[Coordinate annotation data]
------------------------------
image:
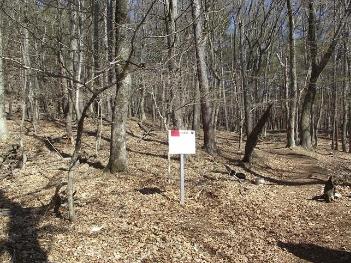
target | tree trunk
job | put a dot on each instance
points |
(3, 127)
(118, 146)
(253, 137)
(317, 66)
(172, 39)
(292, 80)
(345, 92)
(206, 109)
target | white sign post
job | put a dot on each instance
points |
------------------------------
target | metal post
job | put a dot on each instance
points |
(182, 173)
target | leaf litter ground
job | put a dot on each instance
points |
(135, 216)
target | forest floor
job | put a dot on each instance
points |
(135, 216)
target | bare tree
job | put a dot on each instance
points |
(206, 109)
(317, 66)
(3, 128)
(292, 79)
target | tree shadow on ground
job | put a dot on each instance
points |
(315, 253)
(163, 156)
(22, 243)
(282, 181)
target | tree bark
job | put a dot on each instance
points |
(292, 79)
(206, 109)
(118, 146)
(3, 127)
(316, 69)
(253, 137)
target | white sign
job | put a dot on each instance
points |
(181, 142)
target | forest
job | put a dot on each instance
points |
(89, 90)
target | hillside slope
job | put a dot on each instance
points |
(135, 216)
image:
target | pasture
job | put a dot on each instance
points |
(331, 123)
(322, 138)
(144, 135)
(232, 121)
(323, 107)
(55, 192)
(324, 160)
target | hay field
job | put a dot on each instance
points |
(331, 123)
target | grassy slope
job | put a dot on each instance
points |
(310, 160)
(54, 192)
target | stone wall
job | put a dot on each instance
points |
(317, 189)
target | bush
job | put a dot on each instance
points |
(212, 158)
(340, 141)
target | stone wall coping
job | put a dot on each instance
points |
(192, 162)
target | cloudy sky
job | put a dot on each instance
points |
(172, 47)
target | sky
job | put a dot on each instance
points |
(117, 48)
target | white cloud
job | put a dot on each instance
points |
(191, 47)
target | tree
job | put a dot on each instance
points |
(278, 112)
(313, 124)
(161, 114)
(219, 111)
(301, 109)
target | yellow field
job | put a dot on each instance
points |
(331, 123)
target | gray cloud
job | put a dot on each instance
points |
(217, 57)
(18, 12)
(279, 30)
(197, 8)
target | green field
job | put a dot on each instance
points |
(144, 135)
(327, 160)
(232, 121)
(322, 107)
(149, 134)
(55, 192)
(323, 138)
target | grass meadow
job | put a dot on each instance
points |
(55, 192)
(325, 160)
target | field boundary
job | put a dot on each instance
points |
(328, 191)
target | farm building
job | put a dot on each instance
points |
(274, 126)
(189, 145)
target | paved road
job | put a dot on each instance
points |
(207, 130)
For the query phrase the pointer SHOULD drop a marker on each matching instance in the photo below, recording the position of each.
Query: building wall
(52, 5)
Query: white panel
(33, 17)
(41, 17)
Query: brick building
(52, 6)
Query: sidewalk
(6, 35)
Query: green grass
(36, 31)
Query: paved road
------------------------------
Please convert the data into a Markdown table with columns "Row" and "Line", one numbered row per line, starting at the line containing "For the query" and ending at the line containing "Query: paved road". Leave out any blank lines.

## THE ANSWER
| Row | Line |
|---|---|
| 1 | For the query phrase the pointer SHOULD drop a marker on each matching instance in the photo below, recording the position of each. |
| 2 | Query: building wall |
| 3 | (52, 5) |
| 4 | Query: white panel |
| 5 | (33, 17) |
| 6 | (41, 17) |
| 7 | Query: brick building |
| 8 | (52, 6) |
| 9 | Query: sidewalk |
| 10 | (6, 35) |
| 11 | Query: green grass |
| 12 | (36, 31) |
| 13 | Query: paved road |